LETTRE OUVERTE À S.E. Federica Mogherini*
*Haute Représentante pour la politique
étrangère de l'UE
Excellence,
Permettez-moi
d’exprimer le sentiment qui voudrait emporter celui qui, pour trop aimer une
Italie qui n’est plus, écrit cette lettre ouverte « en volontaire
exil » depuis le pays du Maghreb qui est peut-être le plus attristé et le
plus culpabilisé dans le cyclone terroriste qui est en train de secouer des
continents entiers du globe : cette Tunisie qui surplombe le gouffre
libyen et dont je ferais au moins mon propre témoignage.
La
résolution finale de la circulaire du Conseil des Affaires étrangères de
l'Union européenne, le 12 Octobre 2015, telle que rapportée par l'agence ANSA avec des communiqués de
presse qui font écho de la volonté actuelle de domination atlantiste US -
ou plutôt exclusivement celle du Président Obama - devient un brûlot
incendiaire qui peut seulement amplifier à démesure le conflit au Moyen-Orient.
Et cela par des tons impératifs, du type « les attaques
de la Russie doivent cesser immédiatement car sur des objectifs qui vont
au-delà de l’Etat Islamique et les groupes désignés terroristes par
l'ONU », ou les accusations venimeuses de «violation russe de
l'espace aérien des pays voisins» en Syrie.
Il
suffirait de dire par contre que toutes les actions militaires menées par les
pays étrangers, celles anglo-américaines, celles françaises, celle de la célèbre "coalition internationale" qui semble si faible devant le
monstre « Daêch » (« Etat Islamique »), ne se justifient pas en termes de droit
international, car elles piétinent la souveraineté syrienne et son Président légitimement élu Bashar Al-Assad,
quelles que soient vos opinions et votre politique étrangère, parce que le
peuple syrien - appelé au scrutin dans une situation dramatique de boycott
médiatique, a quand même légitimement choisi. Il a choisi, malgré le
terrorisme que des lobbys sans nom ont payé, financé et médiatisé d’une façon
honteuse et éhontée.

# Lignes
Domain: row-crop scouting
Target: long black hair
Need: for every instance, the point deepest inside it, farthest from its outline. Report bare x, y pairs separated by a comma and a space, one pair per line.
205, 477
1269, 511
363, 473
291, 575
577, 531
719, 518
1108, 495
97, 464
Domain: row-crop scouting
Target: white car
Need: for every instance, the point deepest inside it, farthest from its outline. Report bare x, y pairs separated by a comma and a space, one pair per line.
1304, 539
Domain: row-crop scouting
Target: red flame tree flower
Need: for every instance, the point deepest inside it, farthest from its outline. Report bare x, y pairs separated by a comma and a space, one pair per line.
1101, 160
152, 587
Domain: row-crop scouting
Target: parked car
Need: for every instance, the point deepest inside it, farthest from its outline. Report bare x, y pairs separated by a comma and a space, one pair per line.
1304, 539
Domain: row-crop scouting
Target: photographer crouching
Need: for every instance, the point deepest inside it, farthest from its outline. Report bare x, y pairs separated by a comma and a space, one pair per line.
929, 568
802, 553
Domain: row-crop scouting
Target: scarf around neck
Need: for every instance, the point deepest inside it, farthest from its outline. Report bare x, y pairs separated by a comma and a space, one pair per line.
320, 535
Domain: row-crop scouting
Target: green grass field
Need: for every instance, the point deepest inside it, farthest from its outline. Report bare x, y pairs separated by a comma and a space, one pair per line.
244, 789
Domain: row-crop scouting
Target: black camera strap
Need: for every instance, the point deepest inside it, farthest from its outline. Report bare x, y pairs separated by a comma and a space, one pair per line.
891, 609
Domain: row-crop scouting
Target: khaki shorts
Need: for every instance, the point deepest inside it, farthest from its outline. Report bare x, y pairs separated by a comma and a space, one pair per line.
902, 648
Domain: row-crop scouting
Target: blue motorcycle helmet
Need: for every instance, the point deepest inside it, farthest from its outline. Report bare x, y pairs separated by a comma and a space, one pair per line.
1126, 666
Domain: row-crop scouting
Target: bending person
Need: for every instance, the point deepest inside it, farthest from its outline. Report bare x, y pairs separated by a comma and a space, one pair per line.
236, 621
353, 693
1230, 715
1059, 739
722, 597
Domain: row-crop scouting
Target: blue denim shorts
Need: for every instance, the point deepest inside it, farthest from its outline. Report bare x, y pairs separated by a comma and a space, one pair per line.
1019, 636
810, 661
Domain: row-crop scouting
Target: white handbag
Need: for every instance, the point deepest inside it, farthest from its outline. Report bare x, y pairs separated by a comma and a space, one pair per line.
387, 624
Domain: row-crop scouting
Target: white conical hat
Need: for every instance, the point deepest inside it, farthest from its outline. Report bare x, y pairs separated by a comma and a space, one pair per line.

# Consigne
Extrayez en entier la lettre ouverte donnée plus haut, mot pour mot.

# Résultat
LETTRE OUVERTE À S.E. Federica Mogherini*
*Haute Représentante pour la politique
étrangère de l'UE
Excellence,
Permettez-moi
d’exprimer le sentiment qui voudrait emporter celui qui, pour trop aimer une
Italie qui n’est plus, écrit cette lettre ouverte « en volontaire
exil » depuis le pays du Maghreb qui est peut-être le plus attristé et le
plus culpabilisé dans le cyclone terroriste qui est en train de secouer des
continents entiers du globe : cette Tunisie qui surplombe le gouffre
libyen et dont je ferais au moins mon propre témoignage.
La
résolution finale de la circulaire du Conseil des Affaires étrangères de
l'Union européenne, le 12 Octobre 2015, telle que rapportée par l'agence ANSA avec des communiqués de
presse qui font écho de la volonté actuelle de domination atlantiste US -
ou plutôt exclusivement celle du Président Obama - devient un brûlot
incendiaire qui peut seulement amplifier à démesure le conflit au Moyen-Orient.
Et cela par des tons impératifs, du type « les attaques
de la Russie doivent cesser immédiatement car sur des objectifs qui vont
au-delà de l’Etat Islamique et les groupes désignés terroristes par
l'ONU », ou les accusations venimeuses de «violation russe de
l'espace aérien des pays voisins» en Syrie.
Il
suffirait de dire par contre que toutes les actions militaires menées par les
pays étrangers, celles anglo-américaines, celles françaises, celle de la célèbre "coalition internationale" qui semble si faible devant le
monstre « Daêch » (« Etat Islamique »), ne se justifient pas en termes de droit
international, car elles piétinent la souveraineté syrienne et son Président légitimement élu Bashar Al-Assad,
quelles que soient vos opinions et votre politique étrangère, parce que le
peuple syrien - appelé au scrutin dans une situation dramatique de boycott
médiatique, a quand même légitimement choisi. Il a choisi, malgré le
terrorisme que des lobbys sans nom ont payé, financé et médiatisé d’une façon
honteuse et éhontée.